====== Supplied passage
Personal information
- Full name: Alexander Boyd Williams
- Date of birth: 15 January 1983 (age 42)
- Place of birth: Glasgow, Scotland
- Height: 5 ft 11 in (1.80 m)
- Position(s): Striker

Senior career*
- Years: Team / Apps / (Gls)
- 1999–2002: Stirling Albion / 64 / (21)
- 2002–2005: Greenock Morton / 82 / (47)
- 2005: → Queen of the South (loan) / 5 / (0)
- 2005–2006: Clyde / 31 / (13)
- 2006: Armadale SC / 7 / (7)
- 2006: Ross County / 3 / (2)
- 2006–2007: Clyde / 11 / (1)
- 2007–2009: Ayr United / 67 / (32)
- 2009: Dundalk / 15 / (7)
- 2010: St. Patrick's Athletic / 14 / (2)
- 2010–2011: Stenhousemuir / 17 / (12)
- 2013–2015: Luncarty

= Alex Williams (footballer, born 1983) =

Scottish footballer

Alexander Boyd Williams (born 15 January 1983), is a Scottish football forward. He has previously played in the Scottish Football League First Division for several clubs.

==Career==
Williams began his career with Stirling Albion, where he exploded onto the scene as a teenager, scoring 21 times in 61 appearances, and being linked to moves with big English clubs, such as Spurs and Charlton.

Williams headed to Greenock Morton in 2002 for £50,000. His time at Morton, and his subsequent career prospects, were marred by an unproven betting scandal after the club lost a 14-point lead at the top of the Second Division to finish the season in fourth position. Williams later claimed that this rumour had a severe effect on his career, as clubs were unwilling to consider signing him despite his track record.

After a short loan spell with Queen of the South, Williams joined Clyde in 2005. He made an instant impact, scoring after three minutes of his début against Brechin City in the Scottish Challenge Cup. Williams finished as Clyde's top scorer that season, scoring 13 league goals, and played in a famous Scottish Cup victory over Celtic.

Williams moved to Australia in 2006, and joined Armadale. This only lasted a few weeks, and he later returned to Scotland to join Ross County. He only played a handful of games for County, as injury disrupted his time there. Williams then joined up with old team Clyde in January 2007, when he was re-signed after playing as a trialist in a series of matches. His contract with Clyde expired in May 2007. It was not renewed, and he subsequently left the club.

He joined Ayr United in July 2007 and proved a hit with the Somerset Park faithful, scoring plenty goals for the club, including two tremendous strikes away to Raith Rovers in the 2007–08 season. In the 2008–09 Scottish Cup, he scored a last minute equalising goal against Ayrshire derby rivals Kilmarnock to earn a replay and a much needed cash boost for the club.
============
====== Exercise data
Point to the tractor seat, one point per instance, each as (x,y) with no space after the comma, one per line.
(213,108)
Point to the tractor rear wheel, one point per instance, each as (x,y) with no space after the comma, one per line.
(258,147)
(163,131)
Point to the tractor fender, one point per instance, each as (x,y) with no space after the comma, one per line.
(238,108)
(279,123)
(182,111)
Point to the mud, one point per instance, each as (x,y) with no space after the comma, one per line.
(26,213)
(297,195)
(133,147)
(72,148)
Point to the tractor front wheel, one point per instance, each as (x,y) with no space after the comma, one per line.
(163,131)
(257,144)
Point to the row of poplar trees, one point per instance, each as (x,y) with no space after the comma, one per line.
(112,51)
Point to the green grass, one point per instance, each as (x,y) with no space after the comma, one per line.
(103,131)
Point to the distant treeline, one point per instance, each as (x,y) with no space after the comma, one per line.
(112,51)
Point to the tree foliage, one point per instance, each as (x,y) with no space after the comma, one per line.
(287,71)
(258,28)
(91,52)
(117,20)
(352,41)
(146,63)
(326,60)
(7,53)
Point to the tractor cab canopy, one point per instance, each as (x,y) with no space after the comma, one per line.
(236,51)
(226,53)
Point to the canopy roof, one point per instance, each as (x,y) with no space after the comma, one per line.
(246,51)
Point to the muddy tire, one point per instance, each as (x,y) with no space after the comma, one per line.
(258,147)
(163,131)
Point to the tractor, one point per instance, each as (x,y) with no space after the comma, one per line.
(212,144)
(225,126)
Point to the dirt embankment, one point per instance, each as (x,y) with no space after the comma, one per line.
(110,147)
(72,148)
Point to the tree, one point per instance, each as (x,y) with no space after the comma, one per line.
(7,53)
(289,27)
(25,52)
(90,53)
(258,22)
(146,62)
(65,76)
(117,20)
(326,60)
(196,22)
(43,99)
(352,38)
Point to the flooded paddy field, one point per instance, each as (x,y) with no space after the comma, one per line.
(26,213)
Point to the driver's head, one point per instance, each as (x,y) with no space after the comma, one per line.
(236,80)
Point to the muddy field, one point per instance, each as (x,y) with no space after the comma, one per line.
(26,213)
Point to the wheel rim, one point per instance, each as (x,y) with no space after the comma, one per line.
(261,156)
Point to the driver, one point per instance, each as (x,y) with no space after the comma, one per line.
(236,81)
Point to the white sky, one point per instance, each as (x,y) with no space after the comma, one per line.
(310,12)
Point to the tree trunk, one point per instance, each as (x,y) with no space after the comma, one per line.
============
#### What to do:
A: In the article on Alex Williams, what fee did Greenock Morton pay to sign him in 2002?
B: Please set down the part of the article on Alex Williams that starts at "- 2005–2006: Clyde" and ends at "Athletic / 14 / (2)", word for word.
The rows are not needed here.

#### Results in order:
A: £50,000

B:
- 2005–2006: Clyde / 31 / (13)
- 2006: Armadale SC / 7 / (7)
- 2006: Ross County / 3 / (2)
- 2006–2007: Clyde / 11 / (1)
- 2007–2009: Ayr United / 67 / (32)
- 2009: Dundalk / 15 / (7)
- 2010: St. Patrick's Athletic / 14 / (2)